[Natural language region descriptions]
*** Block opens ***

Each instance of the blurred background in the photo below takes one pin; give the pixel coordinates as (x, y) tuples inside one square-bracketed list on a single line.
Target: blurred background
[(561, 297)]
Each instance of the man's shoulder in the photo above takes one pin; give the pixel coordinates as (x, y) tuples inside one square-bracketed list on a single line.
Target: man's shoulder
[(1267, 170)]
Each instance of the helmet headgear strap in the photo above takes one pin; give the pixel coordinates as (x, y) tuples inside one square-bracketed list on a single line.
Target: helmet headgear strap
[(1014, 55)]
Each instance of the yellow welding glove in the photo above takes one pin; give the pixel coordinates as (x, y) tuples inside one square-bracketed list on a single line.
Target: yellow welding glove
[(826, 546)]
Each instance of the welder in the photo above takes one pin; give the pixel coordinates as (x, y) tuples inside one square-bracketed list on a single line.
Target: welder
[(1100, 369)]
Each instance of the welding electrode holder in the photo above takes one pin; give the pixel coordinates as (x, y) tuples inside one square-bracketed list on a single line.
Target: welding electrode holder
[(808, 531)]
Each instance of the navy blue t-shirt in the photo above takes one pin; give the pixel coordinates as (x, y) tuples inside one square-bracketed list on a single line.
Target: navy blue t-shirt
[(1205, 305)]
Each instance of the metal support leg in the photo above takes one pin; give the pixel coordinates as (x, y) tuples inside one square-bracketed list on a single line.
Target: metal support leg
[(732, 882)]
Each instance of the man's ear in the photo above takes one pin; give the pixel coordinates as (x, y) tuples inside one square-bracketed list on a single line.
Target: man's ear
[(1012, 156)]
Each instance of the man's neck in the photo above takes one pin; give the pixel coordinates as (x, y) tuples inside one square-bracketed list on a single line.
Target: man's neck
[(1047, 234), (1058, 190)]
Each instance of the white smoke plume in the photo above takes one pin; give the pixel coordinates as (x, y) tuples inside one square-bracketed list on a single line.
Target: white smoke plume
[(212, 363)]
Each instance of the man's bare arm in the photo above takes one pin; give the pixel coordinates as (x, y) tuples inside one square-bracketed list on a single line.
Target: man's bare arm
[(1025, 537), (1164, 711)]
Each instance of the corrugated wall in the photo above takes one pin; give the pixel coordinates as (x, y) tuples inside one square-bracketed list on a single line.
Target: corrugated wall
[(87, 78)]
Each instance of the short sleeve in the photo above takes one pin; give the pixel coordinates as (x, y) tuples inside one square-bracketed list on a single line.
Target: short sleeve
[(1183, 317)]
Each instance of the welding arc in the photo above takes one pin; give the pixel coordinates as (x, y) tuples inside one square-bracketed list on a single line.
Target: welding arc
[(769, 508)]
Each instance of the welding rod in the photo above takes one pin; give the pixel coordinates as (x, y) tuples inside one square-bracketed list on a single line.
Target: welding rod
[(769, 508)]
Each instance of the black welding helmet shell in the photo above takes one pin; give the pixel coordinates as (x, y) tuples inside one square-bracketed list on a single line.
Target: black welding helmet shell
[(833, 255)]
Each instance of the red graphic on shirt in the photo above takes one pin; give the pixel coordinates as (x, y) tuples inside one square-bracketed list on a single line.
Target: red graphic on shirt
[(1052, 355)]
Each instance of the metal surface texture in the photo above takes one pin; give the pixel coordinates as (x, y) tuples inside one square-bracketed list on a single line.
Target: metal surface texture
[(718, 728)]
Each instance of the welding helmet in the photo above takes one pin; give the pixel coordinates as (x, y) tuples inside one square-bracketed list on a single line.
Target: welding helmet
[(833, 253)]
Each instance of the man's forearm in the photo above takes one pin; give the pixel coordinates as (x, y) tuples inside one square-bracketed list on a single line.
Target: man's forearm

*** Block closes ***

● **Work to be completed**:
All that is wanted is the stretch of lines above from the one containing "Each instance of the metal support" through the one containing "Each instance of the short", duplicated exactly.

● **Task output**:
Each instance of the metal support leg in the photo above takes one pin; give the pixel coordinates as (x, y) tuples inside one square-bracketed list on a single line.
Target: metal support leg
[(732, 882)]
Each instance of the man's ear in the photo above takes one pin; give the pixel coordinates as (x, y) tuples inside one square-bracketed list on a single line.
Target: man's ear
[(1012, 156)]
Each instance of the man's neck in the photo above takes one pin; give the pixel coordinates as (x, y) tuples inside one square-bracketed list on a single line.
Target: man's neck
[(1047, 234), (1058, 190)]
Each instance of the white smoke plume in the photo above takes one pin; give the pixel coordinates as (x, y) tuples inside one square-bracketed list on a single line.
Target: white smoke plume
[(212, 363)]
Each instance of the man's bare arm in the photo above takes one pin; give the pixel coordinates as (x, y) tuples inside one square-bracketed list on a single line.
Target: man's bare arm
[(1025, 537), (1164, 711)]
Each instance of the corrugated wall in the photo above takes one pin; give the pixel coordinates as (x, y) tuples inside one square-bracketed list on a single line.
Target: corrugated wall
[(87, 78)]
Each instance of the short sleeve in the photo above takes one pin; give the pixel coordinates as (x, y) tuples inside one square-bracketed list on a single line.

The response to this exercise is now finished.